> [CONSIGNES] Renvoyez à l'identique toutes les lignes des enregistrements ci-dessous, mais sans les images.
__________________________________________________
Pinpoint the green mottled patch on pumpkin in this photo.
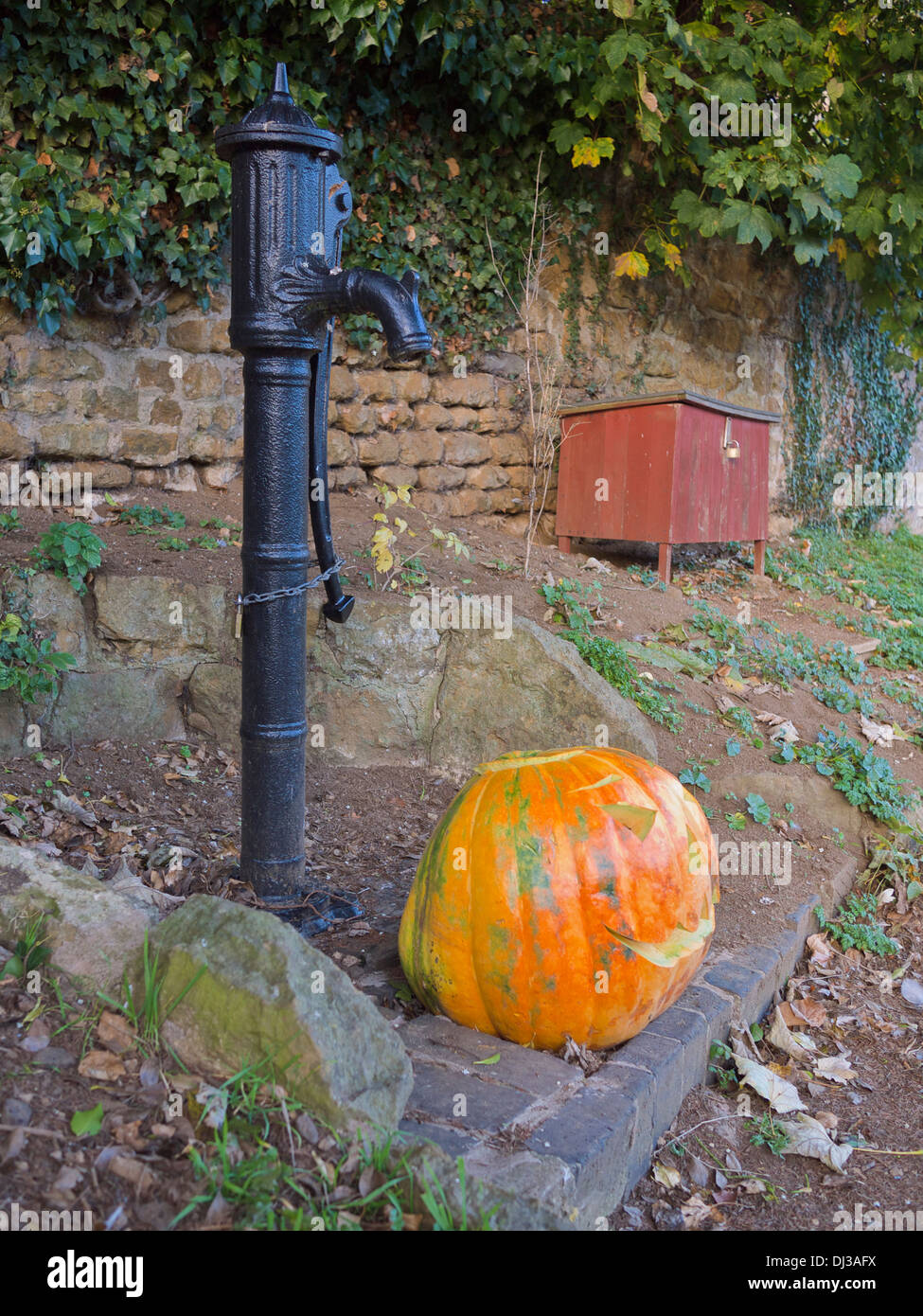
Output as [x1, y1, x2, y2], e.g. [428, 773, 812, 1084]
[570, 809, 590, 841]
[488, 922, 509, 958]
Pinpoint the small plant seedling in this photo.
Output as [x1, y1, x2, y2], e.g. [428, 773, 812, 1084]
[4, 914, 51, 978]
[747, 792, 772, 827]
[708, 1040, 737, 1093]
[31, 521, 105, 595]
[747, 1111, 790, 1155]
[814, 891, 900, 957]
[680, 758, 711, 795]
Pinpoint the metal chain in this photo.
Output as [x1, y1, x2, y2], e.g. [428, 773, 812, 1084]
[237, 558, 346, 611]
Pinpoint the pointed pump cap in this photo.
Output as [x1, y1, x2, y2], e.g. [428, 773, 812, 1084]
[215, 63, 343, 161]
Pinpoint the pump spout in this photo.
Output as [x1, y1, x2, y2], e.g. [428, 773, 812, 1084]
[275, 256, 434, 361]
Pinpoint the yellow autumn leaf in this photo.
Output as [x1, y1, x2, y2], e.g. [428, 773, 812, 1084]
[615, 251, 650, 279]
[637, 68, 664, 118]
[570, 137, 615, 169]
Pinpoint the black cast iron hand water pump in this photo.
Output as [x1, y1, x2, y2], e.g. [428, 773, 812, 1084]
[216, 64, 432, 901]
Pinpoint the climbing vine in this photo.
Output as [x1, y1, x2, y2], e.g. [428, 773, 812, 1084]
[785, 270, 920, 532]
[0, 0, 923, 353]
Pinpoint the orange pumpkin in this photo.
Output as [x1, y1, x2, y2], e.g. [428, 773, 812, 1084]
[399, 746, 718, 1050]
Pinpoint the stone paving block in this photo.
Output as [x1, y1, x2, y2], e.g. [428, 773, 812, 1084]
[677, 982, 734, 1045]
[400, 1015, 583, 1096]
[599, 1028, 686, 1137]
[407, 1059, 532, 1131]
[639, 1005, 711, 1093]
[734, 946, 782, 1023]
[525, 1084, 640, 1221]
[587, 1063, 650, 1192]
[704, 959, 762, 1023]
[777, 928, 805, 987]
__________________________________________________
> [RÉPONSE CI-DESSOUS]
Pinpoint the green mottled patch on pumpkin in this photo.
Output as [x1, y1, x2, y2], e.g. [428, 773, 812, 1084]
[570, 809, 590, 841]
[488, 922, 509, 958]
Pinpoint the small plant seedling in this photo.
Output as [x1, y1, x2, y2], e.g. [428, 773, 812, 1084]
[4, 914, 51, 978]
[747, 792, 772, 827]
[708, 1040, 737, 1093]
[31, 521, 105, 595]
[747, 1111, 790, 1155]
[814, 891, 900, 957]
[680, 758, 711, 795]
Pinpoint the metal chain in this photo.
Output as [x1, y1, x2, y2], e.g. [428, 773, 812, 1084]
[237, 558, 346, 611]
Pinpoint the pointed pump cap in this photo.
Output as [x1, y1, x2, y2], e.g. [428, 773, 812, 1084]
[215, 63, 343, 161]
Pinpoint the pump spout in this photo.
Output as [x1, y1, x2, y2], e.g. [428, 773, 812, 1084]
[275, 256, 434, 361]
Pinpoint the yellow autumn leaf in this photo.
Output as [x1, y1, x2, y2], e.g. [428, 773, 812, 1084]
[615, 251, 650, 279]
[637, 68, 664, 118]
[570, 137, 615, 169]
Pinpoint the black cast iron hand water pump in this photo.
Output as [x1, y1, x2, y2], e.g. [428, 773, 812, 1084]
[216, 64, 432, 901]
Pinpoint the climbing vine in this photo.
Output as [x1, y1, x2, y2], e.g. [428, 773, 812, 1084]
[785, 270, 920, 532]
[0, 0, 923, 353]
Pinpoint the orange pumpkin in this photo.
Output as [x1, y1, x2, y2], e.g. [428, 773, 812, 1084]
[399, 746, 718, 1050]
Pinpoint the stone paving block in this photo.
Output as [x1, y1, x2, y2], e.g. [428, 773, 812, 1084]
[677, 982, 734, 1045]
[400, 1015, 583, 1096]
[599, 1028, 686, 1137]
[407, 1059, 532, 1131]
[639, 1005, 711, 1093]
[734, 946, 782, 1023]
[525, 1084, 640, 1221]
[587, 1063, 650, 1192]
[704, 959, 762, 1023]
[777, 928, 805, 987]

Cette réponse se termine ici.